Data entries:
****************

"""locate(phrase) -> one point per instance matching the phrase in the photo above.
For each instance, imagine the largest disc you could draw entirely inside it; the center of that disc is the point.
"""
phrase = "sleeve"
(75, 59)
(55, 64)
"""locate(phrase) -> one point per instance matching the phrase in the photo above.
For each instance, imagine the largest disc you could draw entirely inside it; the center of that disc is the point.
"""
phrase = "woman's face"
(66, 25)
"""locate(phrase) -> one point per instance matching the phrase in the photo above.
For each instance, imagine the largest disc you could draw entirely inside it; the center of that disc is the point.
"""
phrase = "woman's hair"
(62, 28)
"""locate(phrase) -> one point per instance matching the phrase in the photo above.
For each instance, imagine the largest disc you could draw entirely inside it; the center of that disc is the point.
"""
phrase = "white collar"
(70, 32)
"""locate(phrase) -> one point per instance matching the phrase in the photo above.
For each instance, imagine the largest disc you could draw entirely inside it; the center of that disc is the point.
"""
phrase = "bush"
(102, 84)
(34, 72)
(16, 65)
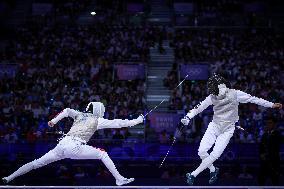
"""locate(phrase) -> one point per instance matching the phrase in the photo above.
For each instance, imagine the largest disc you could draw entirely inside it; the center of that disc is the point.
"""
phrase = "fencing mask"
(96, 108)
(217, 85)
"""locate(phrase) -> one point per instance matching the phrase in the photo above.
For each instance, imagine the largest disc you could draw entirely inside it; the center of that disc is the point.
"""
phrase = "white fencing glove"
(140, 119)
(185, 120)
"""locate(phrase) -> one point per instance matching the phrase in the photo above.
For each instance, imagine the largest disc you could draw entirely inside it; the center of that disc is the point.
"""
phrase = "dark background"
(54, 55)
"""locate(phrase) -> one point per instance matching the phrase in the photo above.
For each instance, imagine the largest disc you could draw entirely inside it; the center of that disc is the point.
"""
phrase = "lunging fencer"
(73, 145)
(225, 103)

****************

### About this task
Would you give the entries above again verbatim, omitting the images they contain?

### Expected answer
"""locate(phrase) -> one point per instance matching the phrase in the photo above.
For each instance, imagine the largest disc you could draw entirely inside it; the center of that disc is the point.
"""
phrase = "sleeve"
(75, 59)
(55, 64)
"""locate(phrase) -> one point per instance matching the phrase in the photo above.
For each instance, imagine the largest disc you could draw entirely inside it; the center of that disc is the point.
"""
phrase = "woman's face"
(66, 25)
"""locate(phrase) -> one point per instance matching the phrase in the photo above.
For each instance, imagine the largest disc you could draw entirely inside it; the center of that disc is the point.
"""
phrase = "woman's hair"
(62, 28)
"""locate(phrase) -> one point per instance matching the phrase in the photo above.
For each instance, imagine the largest disc you could draw entirely inside it; the center of that disc is the point.
"""
phrase = "white collar"
(70, 32)
"""locate(phrase) -> one point per instance matching the phrase in the photo above.
For each instance, imagine the largest disc you could draw entirely inside it; the center of that disc is the point.
"""
phrase = "bush"
(102, 84)
(34, 72)
(16, 65)
"""locate(phrase) -> one point per instance matching the phrase in the photo above.
For each instance, imagine the largest disc you could draw entirely inside it; the center of that disc is the point.
"""
phrase = "fencing mask"
(96, 108)
(217, 85)
"""locate(phrase) -> one point per instance matching the phrase in the photo above.
For each instance, imagine the largest disc you could draw entirely inside it; the center of that disc is the point.
"""
phrase = "white fencing glove"
(140, 119)
(185, 120)
"""locate(phrase) -> one point per instance matching the phrase in the photo above.
For each instance, imagine the largest disc you could draw entirely inside it; the center of that disc is the point.
"""
phrase = "dark background"
(54, 55)
"""locate(phrase) -> one point per instance matching the phrase in the photo above.
For each instance, imagine the largest disc you could draw entirely inside it; the center of that disc is the point.
"""
phrase = "lunging fencer"
(73, 145)
(225, 103)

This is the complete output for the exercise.